**DATA SECTION:**
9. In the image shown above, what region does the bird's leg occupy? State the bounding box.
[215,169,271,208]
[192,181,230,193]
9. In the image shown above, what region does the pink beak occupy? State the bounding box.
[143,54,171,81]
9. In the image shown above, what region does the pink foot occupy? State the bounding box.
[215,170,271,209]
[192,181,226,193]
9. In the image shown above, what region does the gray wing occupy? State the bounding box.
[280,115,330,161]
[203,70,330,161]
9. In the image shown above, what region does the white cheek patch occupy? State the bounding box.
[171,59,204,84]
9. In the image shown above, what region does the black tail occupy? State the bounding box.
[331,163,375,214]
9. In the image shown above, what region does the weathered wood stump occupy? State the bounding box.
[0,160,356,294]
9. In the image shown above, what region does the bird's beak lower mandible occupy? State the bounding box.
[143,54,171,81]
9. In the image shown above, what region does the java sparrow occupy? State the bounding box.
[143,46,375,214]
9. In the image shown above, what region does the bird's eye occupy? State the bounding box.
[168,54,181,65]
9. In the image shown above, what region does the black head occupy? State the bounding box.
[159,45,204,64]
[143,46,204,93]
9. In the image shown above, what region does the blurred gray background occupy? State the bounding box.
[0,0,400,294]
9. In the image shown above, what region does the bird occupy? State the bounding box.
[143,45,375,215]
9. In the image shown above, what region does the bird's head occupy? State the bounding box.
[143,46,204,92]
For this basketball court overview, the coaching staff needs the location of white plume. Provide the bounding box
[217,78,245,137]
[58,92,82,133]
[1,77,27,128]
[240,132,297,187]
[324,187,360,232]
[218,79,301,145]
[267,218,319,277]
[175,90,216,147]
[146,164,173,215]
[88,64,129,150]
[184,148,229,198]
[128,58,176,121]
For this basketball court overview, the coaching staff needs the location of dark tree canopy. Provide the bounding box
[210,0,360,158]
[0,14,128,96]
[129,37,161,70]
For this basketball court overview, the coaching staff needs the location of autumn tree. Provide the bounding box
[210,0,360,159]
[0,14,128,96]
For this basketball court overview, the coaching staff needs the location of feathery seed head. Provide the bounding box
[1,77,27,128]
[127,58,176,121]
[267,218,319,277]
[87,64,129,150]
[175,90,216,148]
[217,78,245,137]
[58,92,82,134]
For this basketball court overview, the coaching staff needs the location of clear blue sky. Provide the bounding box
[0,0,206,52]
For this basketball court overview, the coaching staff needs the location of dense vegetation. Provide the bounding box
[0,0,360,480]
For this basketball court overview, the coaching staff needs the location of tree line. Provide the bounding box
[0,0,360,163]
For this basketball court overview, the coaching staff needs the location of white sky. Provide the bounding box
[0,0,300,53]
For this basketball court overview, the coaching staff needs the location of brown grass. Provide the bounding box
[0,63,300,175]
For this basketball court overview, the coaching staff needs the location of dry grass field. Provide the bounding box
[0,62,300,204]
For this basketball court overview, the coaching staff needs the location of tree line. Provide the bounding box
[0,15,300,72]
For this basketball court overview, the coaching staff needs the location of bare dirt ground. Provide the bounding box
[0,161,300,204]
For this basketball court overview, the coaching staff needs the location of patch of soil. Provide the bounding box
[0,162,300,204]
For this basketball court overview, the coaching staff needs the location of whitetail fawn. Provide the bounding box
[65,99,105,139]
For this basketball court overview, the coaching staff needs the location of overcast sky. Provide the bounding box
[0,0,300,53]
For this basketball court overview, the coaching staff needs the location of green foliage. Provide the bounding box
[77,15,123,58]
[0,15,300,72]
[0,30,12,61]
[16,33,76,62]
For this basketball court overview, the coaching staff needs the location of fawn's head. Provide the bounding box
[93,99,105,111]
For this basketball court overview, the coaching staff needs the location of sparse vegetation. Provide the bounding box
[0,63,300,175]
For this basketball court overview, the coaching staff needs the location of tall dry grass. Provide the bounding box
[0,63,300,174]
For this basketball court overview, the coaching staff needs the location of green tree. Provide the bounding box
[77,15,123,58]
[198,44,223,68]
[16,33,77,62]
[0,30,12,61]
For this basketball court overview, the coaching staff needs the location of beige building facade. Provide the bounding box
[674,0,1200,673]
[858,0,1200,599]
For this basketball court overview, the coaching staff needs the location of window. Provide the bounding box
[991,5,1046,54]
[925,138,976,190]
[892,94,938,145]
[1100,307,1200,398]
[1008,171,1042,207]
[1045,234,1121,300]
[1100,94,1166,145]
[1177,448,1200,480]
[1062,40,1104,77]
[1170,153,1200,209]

**STATED EXERCISE:**
Revise every one of the records above by changing "State the bounding box" to "Give the bounding box coordinates", and keep everything else the same.

**COMPLETED TASK:**
9. In the image shown above, what region does the bird's leg occupy? Give the bounding box coordinates.
[215,169,271,208]
[192,181,230,193]
9. In the image shown above, what region does the pink beak occupy? Give the bounding box coordinates.
[143,54,171,81]
9. In the image shown above, what region does the pink foot occupy? Give the bounding box coordinates.
[215,170,271,209]
[192,181,226,193]
9. In the image shown above, what region does the gray wing occupy? Give the bounding box coordinates.
[280,115,330,161]
[203,70,330,161]
9. In the image shown above, what region does the white cheek patch occupy? Give the bounding box coordinates.
[171,59,204,84]
9. In the image shown above, what region does the black tail occupy? Give the bounding box coordinates.
[331,163,375,214]
9. In the image shown above, what region does the weathered wood stump occupy? Give the bounding box coordinates.
[0,160,356,294]
9. In the image shown above, what region does the bird's beak lower mandible occupy? Give the bounding box coordinates.
[143,54,171,81]
9. In the image shown above, what region does the java sparrow occupy? Give the bounding box coordinates.
[143,46,375,214]
9. In the image shown above, what region does the bird's eye occupy? Give the bounding box coordinates.
[168,54,181,65]
9. In the image shown above, what region does the black head occupy? Give the bounding box coordinates.
[159,45,204,64]
[143,46,204,93]
9. In the image shown above, what region does the blurred gray background occupy? Give the bounding box coordinates.
[0,0,400,294]
9. In the image shown above, what region does the bird occupy? Give the bounding box coordinates.
[143,45,375,215]
9. In the image shown above, what region does the bird's head occupy? Give the bounding box coordinates.
[143,46,204,92]
For this basketball court overview, the coaching staff needs the location of white plume. Provide the bounding box
[217,78,245,137]
[58,92,82,133]
[1,77,27,128]
[240,132,297,187]
[324,187,360,232]
[218,79,301,145]
[267,218,319,277]
[175,90,216,147]
[146,164,173,215]
[88,64,129,150]
[184,148,229,198]
[128,58,176,121]
For this basketball court overview, the coaching staff needs the location of dark tree canopy. Provide the bounding box
[210,0,360,158]
[0,14,128,96]
[129,37,161,70]
For this basketball court overview, the coaching staff needs the location of autumn tree. Provide the bounding box
[210,0,360,159]
[0,14,128,96]
For this basketball court overview, the coaching staff needs the location of feathery seed head. Provide the bounding box
[1,77,27,128]
[127,58,176,121]
[267,218,319,277]
[87,64,129,150]
[175,90,216,148]
[217,78,245,137]
[58,92,82,134]
For this basketball court overview, the coaching staff needs the location of clear blue sky. Provide the bounding box
[0,0,206,52]
For this basketball court overview, the coaching staff needs the location of dense vegetation. Provide the bounding box
[0,0,360,480]
For this basketball court overview, the coaching staff needs the location of tree line. Provide the bounding box
[0,0,360,163]
For this basketball court overview, the coaching staff needs the location of white sky. Provide the bounding box
[0,0,300,53]
For this basketball court overview, the coaching staff needs the location of brown grass. Provide the bounding box
[0,63,300,175]
For this basketball court overview, the coaching staff needs the location of dry grass field. Provide the bounding box
[0,62,300,204]
For this basketball court overview, the coaching staff needs the location of tree line. Provide the bounding box
[0,15,300,72]
For this basketball court overview, the coaching staff needs the location of bare dirt ground. Provide the bounding box
[0,161,300,204]
For this basketball court overview, the coaching staff needs the location of patch of soil. Provide the bounding box
[0,162,300,204]
For this basketball court overview, the coaching staff needs the location of whitetail fawn. Provide the bounding box
[65,99,105,139]
For this basketball court overview, the coaching staff needs the location of overcast sky. Provide the bounding box
[0,0,300,53]
For this basketball court overview, the coaching staff needs the location of green foliage. Provide the bounding box
[77,15,123,58]
[0,15,300,72]
[0,30,12,61]
[16,33,76,62]
For this basketball court overview, the coaching staff needs the location of fawn's head. Provide the bounding box
[93,99,105,111]
For this basketball court overview, the coaching staff needs the location of sparse vegetation. Provide the bounding box
[0,63,300,175]
For this basketball court overview, the coaching staff needs the location of tall dry grass. Provide the bounding box
[0,63,300,174]
For this basketball court overview, the coaching staff needs the location of green tree. Provide the bounding box
[77,15,123,58]
[198,44,223,68]
[16,33,77,62]
[0,30,12,61]
For this basketball court overview, the coaching staff needs the location of beige building facade. Provide the bounding box
[674,0,1200,673]
[858,0,1200,599]
For this basketball court overview, the coaching staff needs the location of window. Provide the bounding box
[991,5,1046,54]
[925,138,976,190]
[892,94,938,145]
[1100,307,1200,398]
[1008,171,1042,207]
[1045,234,1121,300]
[1100,94,1166,145]
[1177,448,1200,480]
[1062,40,1104,77]
[1170,153,1200,209]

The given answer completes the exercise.